[PROBLEM DETAILS]:
Count the lines in the items below that contain the string "fence", treating uppercase and lowercase as different. Give only the number.
— start of TASK MATERIAL —
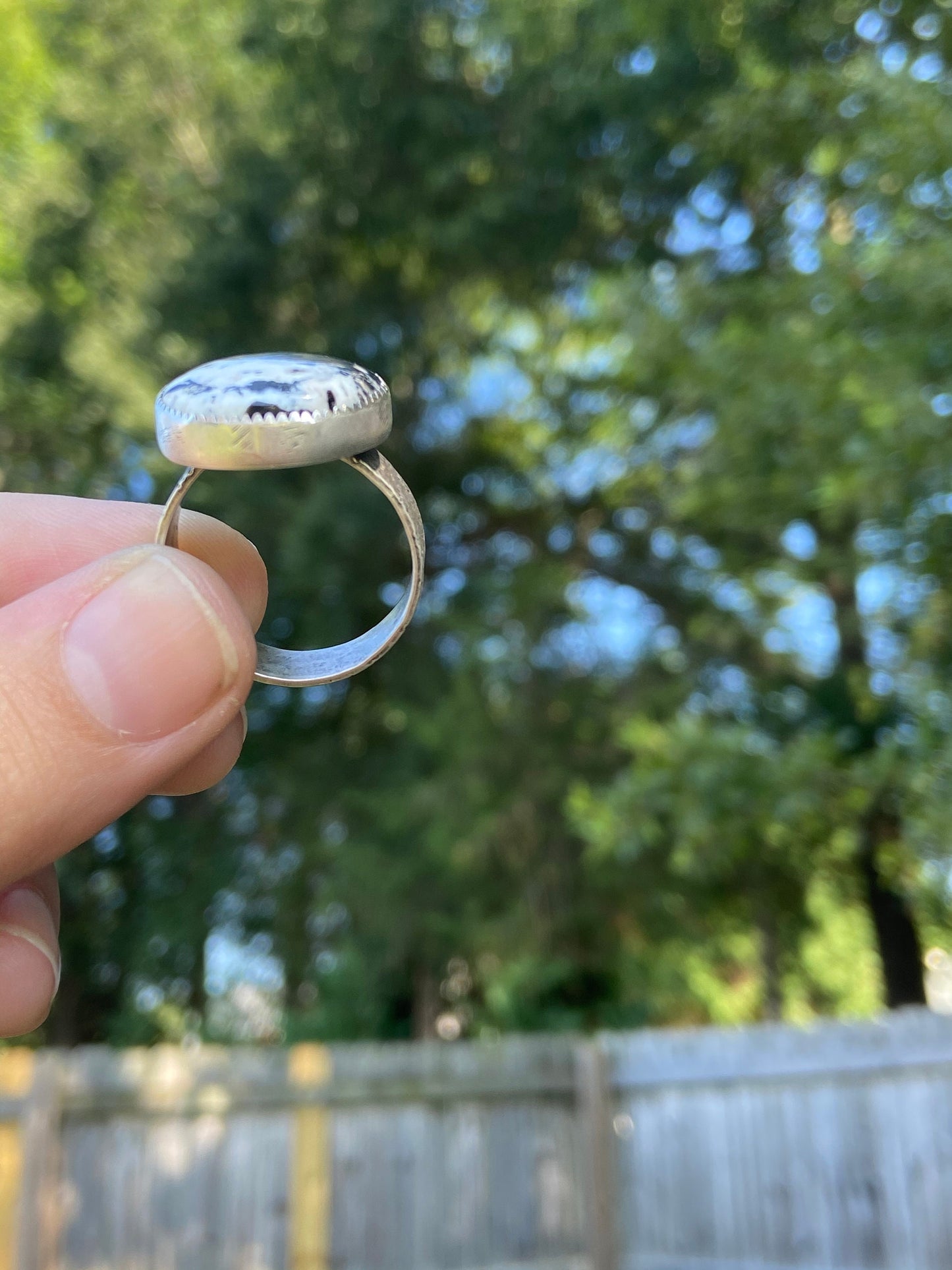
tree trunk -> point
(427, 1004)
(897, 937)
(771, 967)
— end of TASK MATERIAL —
— start of TASK MATERIAL —
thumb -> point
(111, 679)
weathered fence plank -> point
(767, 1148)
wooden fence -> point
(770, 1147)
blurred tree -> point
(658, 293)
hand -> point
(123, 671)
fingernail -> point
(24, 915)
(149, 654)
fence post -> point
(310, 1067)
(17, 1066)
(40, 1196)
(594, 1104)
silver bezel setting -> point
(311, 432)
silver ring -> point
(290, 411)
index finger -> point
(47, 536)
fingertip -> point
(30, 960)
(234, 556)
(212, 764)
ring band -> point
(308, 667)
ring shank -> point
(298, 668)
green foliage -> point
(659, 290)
— end of TASK MATERIAL —
— start of TASK MATERIAL —
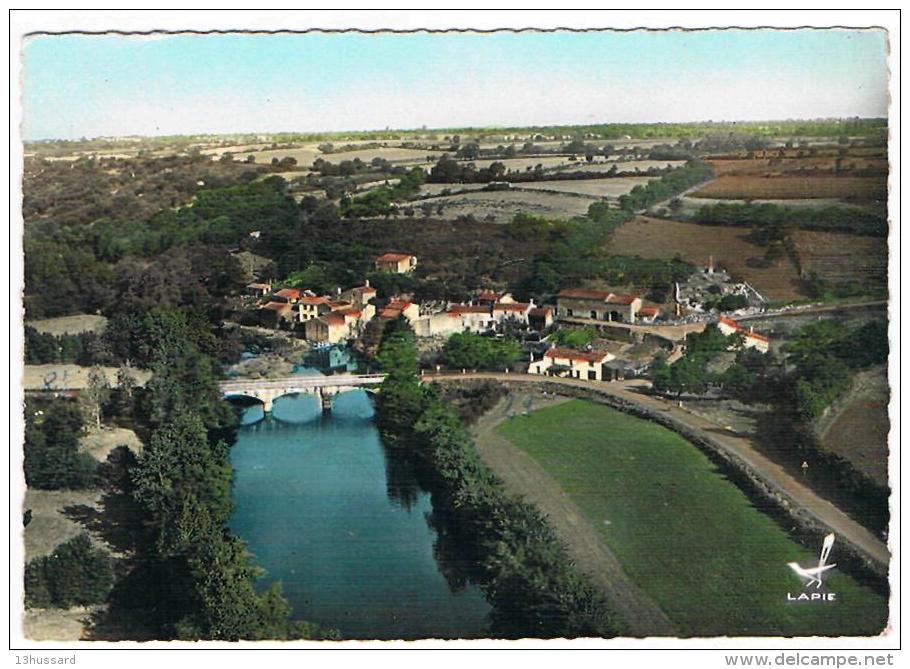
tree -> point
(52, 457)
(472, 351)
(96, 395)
— end of TASK MATERIAL —
[THE REPLY]:
3